§ The task: Please report every line in the items below that contains the word "green" and copy each such line in full. Matches must have the same case.

────────

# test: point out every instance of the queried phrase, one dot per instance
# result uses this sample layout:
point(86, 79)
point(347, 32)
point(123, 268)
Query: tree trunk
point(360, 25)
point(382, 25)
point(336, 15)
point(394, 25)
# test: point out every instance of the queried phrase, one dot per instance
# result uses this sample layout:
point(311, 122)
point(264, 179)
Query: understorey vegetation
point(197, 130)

────────

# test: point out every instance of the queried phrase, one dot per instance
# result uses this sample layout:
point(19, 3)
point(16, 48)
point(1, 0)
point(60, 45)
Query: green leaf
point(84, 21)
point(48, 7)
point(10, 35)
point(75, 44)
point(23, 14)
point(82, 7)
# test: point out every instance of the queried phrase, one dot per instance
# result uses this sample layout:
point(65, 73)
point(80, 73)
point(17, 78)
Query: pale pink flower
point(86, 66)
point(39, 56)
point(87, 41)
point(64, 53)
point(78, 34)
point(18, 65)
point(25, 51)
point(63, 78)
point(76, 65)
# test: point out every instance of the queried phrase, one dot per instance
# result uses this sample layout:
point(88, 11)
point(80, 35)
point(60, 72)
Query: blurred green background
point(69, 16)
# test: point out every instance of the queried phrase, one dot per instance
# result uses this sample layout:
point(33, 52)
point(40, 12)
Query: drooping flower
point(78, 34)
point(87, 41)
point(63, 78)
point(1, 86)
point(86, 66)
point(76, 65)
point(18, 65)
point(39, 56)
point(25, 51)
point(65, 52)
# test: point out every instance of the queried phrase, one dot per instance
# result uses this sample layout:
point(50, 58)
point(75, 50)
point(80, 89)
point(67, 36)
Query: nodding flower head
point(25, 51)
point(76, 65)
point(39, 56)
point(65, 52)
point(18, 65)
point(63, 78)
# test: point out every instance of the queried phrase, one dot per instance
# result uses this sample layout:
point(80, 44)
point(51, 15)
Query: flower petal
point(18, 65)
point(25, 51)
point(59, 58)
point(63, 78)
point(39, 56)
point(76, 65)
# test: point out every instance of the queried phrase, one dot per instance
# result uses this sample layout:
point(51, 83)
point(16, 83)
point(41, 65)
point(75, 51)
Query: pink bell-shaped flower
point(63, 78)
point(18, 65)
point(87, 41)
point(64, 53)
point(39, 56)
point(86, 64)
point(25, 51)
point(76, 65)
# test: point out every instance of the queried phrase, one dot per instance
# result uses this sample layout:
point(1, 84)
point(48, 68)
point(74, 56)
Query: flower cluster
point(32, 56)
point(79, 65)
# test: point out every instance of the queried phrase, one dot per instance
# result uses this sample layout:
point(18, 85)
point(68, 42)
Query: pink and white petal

────────

§ Output for this exercise:
Query: green leaf
Query: blurred green background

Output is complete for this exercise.